*** GIVEN RECORDS

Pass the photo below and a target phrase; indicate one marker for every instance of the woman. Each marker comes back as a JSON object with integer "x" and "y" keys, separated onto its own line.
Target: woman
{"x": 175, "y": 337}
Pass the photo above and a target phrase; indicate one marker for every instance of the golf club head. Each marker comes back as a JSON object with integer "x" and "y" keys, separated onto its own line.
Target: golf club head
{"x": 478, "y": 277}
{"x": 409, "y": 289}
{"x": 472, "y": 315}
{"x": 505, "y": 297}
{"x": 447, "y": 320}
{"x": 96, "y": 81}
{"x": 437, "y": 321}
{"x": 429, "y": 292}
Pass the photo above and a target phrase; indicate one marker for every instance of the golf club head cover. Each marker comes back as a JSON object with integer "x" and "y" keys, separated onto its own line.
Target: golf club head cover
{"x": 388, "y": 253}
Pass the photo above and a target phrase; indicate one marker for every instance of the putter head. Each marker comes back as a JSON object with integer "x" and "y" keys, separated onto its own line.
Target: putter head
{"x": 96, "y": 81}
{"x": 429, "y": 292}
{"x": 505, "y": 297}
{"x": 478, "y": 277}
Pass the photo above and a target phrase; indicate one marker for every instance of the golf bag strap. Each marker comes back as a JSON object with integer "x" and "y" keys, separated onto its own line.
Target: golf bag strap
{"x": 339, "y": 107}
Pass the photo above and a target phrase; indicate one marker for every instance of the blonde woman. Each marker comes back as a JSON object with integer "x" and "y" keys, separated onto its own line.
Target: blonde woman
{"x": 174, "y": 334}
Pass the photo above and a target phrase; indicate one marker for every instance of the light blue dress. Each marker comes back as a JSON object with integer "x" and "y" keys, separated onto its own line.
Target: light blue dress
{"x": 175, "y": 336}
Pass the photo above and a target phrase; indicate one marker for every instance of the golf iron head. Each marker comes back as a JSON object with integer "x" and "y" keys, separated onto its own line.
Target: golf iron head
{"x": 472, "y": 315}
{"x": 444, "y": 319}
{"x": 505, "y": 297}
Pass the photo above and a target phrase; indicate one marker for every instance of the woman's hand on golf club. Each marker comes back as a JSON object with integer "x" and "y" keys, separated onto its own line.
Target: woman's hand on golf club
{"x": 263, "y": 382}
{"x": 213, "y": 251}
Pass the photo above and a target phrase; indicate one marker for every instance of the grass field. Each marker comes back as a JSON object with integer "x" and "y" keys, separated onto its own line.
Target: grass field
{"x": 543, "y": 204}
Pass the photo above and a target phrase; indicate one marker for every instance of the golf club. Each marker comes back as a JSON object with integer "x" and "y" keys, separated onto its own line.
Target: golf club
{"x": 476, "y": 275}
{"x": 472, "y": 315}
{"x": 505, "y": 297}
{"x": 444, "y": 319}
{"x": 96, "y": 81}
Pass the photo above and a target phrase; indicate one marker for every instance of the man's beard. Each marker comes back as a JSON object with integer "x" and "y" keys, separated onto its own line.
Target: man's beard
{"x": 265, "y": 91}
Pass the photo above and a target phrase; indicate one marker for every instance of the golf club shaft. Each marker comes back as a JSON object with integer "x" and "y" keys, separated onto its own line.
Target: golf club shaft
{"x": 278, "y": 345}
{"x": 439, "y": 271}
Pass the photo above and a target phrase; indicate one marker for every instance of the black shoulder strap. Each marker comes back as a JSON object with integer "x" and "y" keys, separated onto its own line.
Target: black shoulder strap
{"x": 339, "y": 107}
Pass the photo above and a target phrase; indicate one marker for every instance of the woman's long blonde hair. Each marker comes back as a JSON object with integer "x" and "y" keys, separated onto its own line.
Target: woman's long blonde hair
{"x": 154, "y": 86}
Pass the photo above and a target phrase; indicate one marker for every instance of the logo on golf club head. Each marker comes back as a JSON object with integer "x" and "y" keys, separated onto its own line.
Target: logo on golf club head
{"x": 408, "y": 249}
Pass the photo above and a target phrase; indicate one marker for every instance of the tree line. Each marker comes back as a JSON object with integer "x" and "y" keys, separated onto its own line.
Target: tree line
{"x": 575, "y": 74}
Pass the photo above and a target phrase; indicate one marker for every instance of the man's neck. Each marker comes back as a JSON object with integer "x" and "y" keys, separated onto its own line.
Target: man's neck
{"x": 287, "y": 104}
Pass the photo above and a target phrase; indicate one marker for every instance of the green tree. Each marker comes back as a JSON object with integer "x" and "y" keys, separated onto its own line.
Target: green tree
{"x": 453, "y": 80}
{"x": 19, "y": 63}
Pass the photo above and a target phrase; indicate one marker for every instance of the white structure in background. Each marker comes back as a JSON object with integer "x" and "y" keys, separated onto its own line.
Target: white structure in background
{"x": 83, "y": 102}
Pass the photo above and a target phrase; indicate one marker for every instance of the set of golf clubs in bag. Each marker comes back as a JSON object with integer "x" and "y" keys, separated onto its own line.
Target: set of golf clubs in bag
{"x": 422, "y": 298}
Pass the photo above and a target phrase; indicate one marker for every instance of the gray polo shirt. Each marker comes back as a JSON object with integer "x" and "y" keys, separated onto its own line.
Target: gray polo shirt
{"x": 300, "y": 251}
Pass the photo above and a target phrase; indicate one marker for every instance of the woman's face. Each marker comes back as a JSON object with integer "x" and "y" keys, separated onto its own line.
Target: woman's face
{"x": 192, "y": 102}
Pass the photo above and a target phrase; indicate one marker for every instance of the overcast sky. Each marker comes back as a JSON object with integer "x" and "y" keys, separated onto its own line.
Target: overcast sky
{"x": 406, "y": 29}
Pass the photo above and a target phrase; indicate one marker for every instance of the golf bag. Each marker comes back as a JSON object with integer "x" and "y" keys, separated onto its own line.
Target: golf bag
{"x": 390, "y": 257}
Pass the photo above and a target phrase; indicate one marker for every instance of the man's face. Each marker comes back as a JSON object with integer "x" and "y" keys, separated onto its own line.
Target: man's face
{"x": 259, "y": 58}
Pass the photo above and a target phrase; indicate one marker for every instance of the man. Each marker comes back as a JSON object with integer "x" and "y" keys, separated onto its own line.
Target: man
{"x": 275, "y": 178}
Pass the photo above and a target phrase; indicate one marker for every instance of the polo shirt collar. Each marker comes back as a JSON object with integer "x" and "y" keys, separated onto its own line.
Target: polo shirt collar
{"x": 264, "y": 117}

******

● WORK TO BE COMPLETED: Make a precise copy of the records in their entirety.

● SOLUTION FOR THIS PROBLEM:
Pass the photo below and a target phrase; indicate one marker for every instance of the woman. Each marker comes back as a JSON object with integer "x" and "y" keys, separated onto its own line.
Target: woman
{"x": 175, "y": 337}
Pass the photo above and a target phrase; indicate one marker for every instance of the golf club head. Each marker comes back as a JSON object with integer "x" and "y" keys, separated onto its own line.
Target: golf club head
{"x": 478, "y": 277}
{"x": 409, "y": 289}
{"x": 472, "y": 315}
{"x": 505, "y": 297}
{"x": 447, "y": 320}
{"x": 96, "y": 81}
{"x": 437, "y": 321}
{"x": 429, "y": 292}
Pass the photo above and a target phrase; indicate one marker for every instance of the golf club head cover. Each marker comes back as a JSON object with integer "x" and "y" keys, separated onto its own line.
Target: golf club head cover
{"x": 388, "y": 253}
Pass the photo above and a target phrase; indicate one marker for every instance of the putter head. Each marker comes back as a JSON object with integer "x" and "y" keys, separated onto its own line.
Target: putter head
{"x": 96, "y": 81}
{"x": 429, "y": 292}
{"x": 505, "y": 297}
{"x": 478, "y": 277}
Pass the photo above and a target phrase; indicate one marker for every instance of the golf bag strap. Each marker comes back as a JSON object with integer "x" and "y" keys, separated onto its own line.
Target: golf bag strap
{"x": 339, "y": 107}
Pass the photo above and a target phrase; indicate one marker for every instance of the blonde woman. Each marker comes back as a JSON object with integer "x" and "y" keys, separated onto its own line.
Target: blonde woman
{"x": 174, "y": 334}
Pass the photo above and a target phrase; indicate one marker for every instance of the light blue dress. Each marker comes back as a JSON object with integer "x" and "y" keys, separated onto its own line.
Target: light blue dress
{"x": 175, "y": 336}
Pass the photo above and a target phrase; indicate one marker for every instance of the golf iron head. Each marker comes back as a JSON object with integer "x" and "y" keys, separated onto its own line.
Target: golf iron head
{"x": 472, "y": 315}
{"x": 444, "y": 319}
{"x": 505, "y": 297}
Pass the photo above and a target phrase; indicate one marker for every instance of the woman's hand on golf club. Each marker comes back as a JSON object with integer "x" and "y" keys, separated onto its own line.
Target: woman's hand on golf club
{"x": 263, "y": 382}
{"x": 213, "y": 251}
Pass the photo above and a target phrase; indicate one marker for every instance of the grass field. Each marker comes back as a JSON object with integer "x" and "y" keys, separated onto its own line.
Target: grass field
{"x": 543, "y": 204}
Pass the photo above and a target phrase; indicate one marker for every instance of the golf club. Each marker comes back as a JSON object with integer "x" and "y" keys, separated onto its own line.
Target: golf club
{"x": 476, "y": 275}
{"x": 472, "y": 315}
{"x": 505, "y": 297}
{"x": 444, "y": 319}
{"x": 96, "y": 81}
Pass the photo above and a target phrase; indicate one marker for every instance of the man's beard. Each marker comes back as a JSON object with integer "x" and "y" keys, separated onto its own line.
Target: man's beard
{"x": 265, "y": 91}
Pass the photo above and a target phrase; indicate one marker for every instance of the golf club shaft. Each marker comes back as a JSON object with integer "x" and "y" keys, separated onto its own line.
Target: golf club shaft
{"x": 278, "y": 345}
{"x": 439, "y": 271}
Pass the photo above and a target phrase; indicate one marker for every instance of the black shoulder strap. Each marker comes back as a JSON object with integer "x" and "y" keys, separated onto its own line.
Target: black shoulder strap
{"x": 339, "y": 107}
Pass the photo above and a target phrase; indicate one marker for every instance of the woman's long blonde hair. Each marker comes back as a JSON object with integer "x" and "y" keys, separated onto its own line.
Target: woman's long blonde hair
{"x": 154, "y": 86}
Pass the photo above and a target phrase; indicate one marker for every instance of the logo on golf club head. Each marker comes back as a JSON object with integer "x" and "y" keys, separated onto its own line.
Target: logo on golf club head
{"x": 408, "y": 249}
Pass the photo above and a target phrase; indicate one marker for every instance of the tree line. Each marker comes back as a JSON object with integer "x" and "y" keys, separated onto its own line.
Target: tree line
{"x": 575, "y": 74}
Pass the photo above and a target phrase; indicate one marker for every instance of the man's neck. Each marker comes back as a JSON object with integer "x" and "y" keys, separated onto its own line.
Target: man's neck
{"x": 287, "y": 104}
Pass the photo above and a target phrase; indicate one marker for every instance of the green tree. Each marker comes back as a JSON object with integer "x" and "y" keys, separated onto its own line.
Target: green tree
{"x": 453, "y": 80}
{"x": 19, "y": 63}
Pass the photo above and a target phrase; indicate one marker for every instance of the white structure in background. Each marker comes back as a JSON object with integer "x" and "y" keys, separated onto its own line.
Target: white structure in background
{"x": 83, "y": 102}
Pass the photo above and a target phrase; indicate one marker for every instance of the set of golf clubs in bag. Each marker comes back as a JSON object with integer "x" and "y" keys, separated onto its own line.
Target: set of golf clubs in bag
{"x": 422, "y": 298}
Pass the photo above and a target phrase; indicate one marker for every instance of the gray polo shirt. Each marker comes back as a JSON object with integer "x" and "y" keys, separated onto its own line.
Target: gray polo shirt
{"x": 300, "y": 251}
Pass the photo above and a target phrase; indicate one marker for every instance of the woman's face. Each marker comes back as a JSON object with integer "x" and "y" keys, separated onto its own line.
Target: woman's face
{"x": 192, "y": 102}
Pass the photo above and a target phrase; indicate one marker for every instance of the overcast sky. Each marker comes back as a JSON object with integer "x" and "y" keys, separated onto its own line.
Target: overcast sky
{"x": 406, "y": 29}
Pass the photo above and a target phrase; indicate one marker for every instance of the golf bag. Each marker comes back as a JSON object with integer "x" and "y" keys, separated onto its own line.
Target: golf bag
{"x": 390, "y": 257}
Pass the photo above and a target phrase; indicate one marker for every instance of the man's face. Each marker comes back as a JSON object with integer "x" and "y" keys, separated onto its own line.
Target: man's face
{"x": 259, "y": 58}
Pass the photo above and a target phrase; indicate one marker for every instance of the man. Each marker comes back as a JSON object with integer "x" and "y" keys, separated onto its own line.
Target: man
{"x": 275, "y": 178}
Pass the photo above and a target phrase; indicate one marker for every instance of the polo shirt collar. Each marker comes back as a JSON object with integer "x" and "y" keys, separated onto its own line.
Target: polo shirt collar
{"x": 264, "y": 117}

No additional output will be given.